> [Data for this task]

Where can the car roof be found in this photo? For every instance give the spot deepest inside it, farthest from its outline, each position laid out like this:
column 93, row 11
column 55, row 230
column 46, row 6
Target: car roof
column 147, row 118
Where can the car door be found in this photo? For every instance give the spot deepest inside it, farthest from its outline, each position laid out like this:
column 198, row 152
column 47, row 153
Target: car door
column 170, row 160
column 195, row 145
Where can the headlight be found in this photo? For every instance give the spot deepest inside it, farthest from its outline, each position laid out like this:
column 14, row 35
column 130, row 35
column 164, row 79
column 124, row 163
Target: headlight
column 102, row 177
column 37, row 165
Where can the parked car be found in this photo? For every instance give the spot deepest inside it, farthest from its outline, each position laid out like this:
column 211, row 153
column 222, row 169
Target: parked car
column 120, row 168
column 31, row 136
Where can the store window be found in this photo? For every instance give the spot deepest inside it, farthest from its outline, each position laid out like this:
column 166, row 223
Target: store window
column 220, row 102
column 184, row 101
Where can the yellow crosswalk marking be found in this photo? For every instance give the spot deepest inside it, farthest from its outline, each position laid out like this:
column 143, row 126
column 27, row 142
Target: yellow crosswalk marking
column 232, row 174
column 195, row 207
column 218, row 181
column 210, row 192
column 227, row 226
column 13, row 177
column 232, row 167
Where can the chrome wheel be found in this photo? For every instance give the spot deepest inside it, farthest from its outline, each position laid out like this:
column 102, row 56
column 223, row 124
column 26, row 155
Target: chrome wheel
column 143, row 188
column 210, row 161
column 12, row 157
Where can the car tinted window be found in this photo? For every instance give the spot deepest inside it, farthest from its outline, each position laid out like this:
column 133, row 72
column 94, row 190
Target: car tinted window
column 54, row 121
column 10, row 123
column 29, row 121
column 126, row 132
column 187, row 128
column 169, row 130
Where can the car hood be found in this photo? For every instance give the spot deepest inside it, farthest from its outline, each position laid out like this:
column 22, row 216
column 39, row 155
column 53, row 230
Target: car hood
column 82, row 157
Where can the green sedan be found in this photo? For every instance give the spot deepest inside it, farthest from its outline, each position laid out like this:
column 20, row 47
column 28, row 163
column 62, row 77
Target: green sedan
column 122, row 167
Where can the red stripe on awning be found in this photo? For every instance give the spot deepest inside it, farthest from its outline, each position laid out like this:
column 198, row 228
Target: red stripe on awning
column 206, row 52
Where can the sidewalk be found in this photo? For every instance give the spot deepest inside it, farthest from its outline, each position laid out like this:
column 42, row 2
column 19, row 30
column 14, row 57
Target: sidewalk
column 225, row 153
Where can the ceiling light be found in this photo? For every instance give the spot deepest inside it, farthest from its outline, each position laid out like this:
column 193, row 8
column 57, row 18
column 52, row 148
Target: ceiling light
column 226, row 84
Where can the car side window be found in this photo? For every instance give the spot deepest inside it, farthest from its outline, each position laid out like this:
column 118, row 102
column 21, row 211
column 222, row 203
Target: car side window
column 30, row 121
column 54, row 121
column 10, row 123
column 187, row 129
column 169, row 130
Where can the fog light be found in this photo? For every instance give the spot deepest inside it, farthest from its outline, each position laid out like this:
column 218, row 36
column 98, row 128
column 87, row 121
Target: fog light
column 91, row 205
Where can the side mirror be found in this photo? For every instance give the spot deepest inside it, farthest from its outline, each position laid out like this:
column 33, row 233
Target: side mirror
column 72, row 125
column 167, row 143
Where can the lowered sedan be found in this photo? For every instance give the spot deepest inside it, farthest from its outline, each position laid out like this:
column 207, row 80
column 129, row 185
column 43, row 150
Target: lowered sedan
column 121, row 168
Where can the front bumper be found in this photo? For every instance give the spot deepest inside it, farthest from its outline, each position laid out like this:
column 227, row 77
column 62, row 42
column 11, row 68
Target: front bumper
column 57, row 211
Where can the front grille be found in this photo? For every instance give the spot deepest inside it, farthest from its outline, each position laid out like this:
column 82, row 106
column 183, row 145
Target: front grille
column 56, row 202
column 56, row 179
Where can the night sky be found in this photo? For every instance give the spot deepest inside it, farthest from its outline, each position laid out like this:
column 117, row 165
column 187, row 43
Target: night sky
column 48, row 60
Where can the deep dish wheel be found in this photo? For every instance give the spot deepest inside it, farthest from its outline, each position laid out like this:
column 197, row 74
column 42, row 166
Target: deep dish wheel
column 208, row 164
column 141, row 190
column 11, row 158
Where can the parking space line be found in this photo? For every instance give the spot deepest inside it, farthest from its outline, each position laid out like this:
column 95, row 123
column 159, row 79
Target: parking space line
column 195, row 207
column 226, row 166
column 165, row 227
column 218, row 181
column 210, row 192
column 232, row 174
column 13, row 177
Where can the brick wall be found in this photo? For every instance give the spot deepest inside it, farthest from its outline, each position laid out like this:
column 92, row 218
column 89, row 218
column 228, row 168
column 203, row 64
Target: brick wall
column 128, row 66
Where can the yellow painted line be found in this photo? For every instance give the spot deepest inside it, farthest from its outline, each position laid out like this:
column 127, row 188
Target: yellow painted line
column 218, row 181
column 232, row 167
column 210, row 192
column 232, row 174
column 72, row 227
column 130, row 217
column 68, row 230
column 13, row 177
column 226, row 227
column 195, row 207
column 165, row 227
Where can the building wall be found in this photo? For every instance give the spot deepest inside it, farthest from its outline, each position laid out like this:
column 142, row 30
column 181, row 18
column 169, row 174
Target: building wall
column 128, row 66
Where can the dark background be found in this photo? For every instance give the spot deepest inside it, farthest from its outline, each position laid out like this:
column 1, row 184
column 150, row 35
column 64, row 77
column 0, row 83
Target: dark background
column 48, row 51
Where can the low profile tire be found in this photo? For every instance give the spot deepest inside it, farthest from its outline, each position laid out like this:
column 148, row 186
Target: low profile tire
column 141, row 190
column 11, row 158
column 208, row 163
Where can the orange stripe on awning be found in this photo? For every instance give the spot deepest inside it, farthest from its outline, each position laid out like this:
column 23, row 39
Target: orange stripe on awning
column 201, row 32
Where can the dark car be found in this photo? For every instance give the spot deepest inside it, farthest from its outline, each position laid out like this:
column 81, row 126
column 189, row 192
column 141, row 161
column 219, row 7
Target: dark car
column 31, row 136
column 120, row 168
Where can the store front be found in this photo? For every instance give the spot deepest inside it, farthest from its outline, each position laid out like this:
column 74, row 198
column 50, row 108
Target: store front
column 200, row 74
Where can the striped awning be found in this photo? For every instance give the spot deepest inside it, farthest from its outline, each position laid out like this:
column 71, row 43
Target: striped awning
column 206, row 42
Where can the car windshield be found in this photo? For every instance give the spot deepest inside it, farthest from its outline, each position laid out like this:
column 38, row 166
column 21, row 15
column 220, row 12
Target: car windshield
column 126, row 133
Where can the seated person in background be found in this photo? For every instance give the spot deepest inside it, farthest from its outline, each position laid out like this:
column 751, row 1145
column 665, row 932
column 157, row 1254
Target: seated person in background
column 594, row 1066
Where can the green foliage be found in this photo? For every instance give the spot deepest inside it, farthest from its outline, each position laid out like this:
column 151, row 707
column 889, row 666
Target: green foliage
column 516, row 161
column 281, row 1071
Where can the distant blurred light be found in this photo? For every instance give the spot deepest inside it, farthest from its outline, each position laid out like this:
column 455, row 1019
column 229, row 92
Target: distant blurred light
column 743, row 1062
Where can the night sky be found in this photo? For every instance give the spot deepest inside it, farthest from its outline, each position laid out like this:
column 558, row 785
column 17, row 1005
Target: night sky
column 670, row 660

> [What you should do]
Can you copy from the listing above, word for word, the lines starting with the one containing "Where can the front grille" and going through the one containing "column 56, row 179", with both of those lines included?

> [Finished answer]
Where can the front grille be found in this photo? For every instance give the spot deepest inside it, farthest from its outline, each position laid out like this:
column 82, row 106
column 183, row 145
Target: front grille
column 56, row 202
column 56, row 179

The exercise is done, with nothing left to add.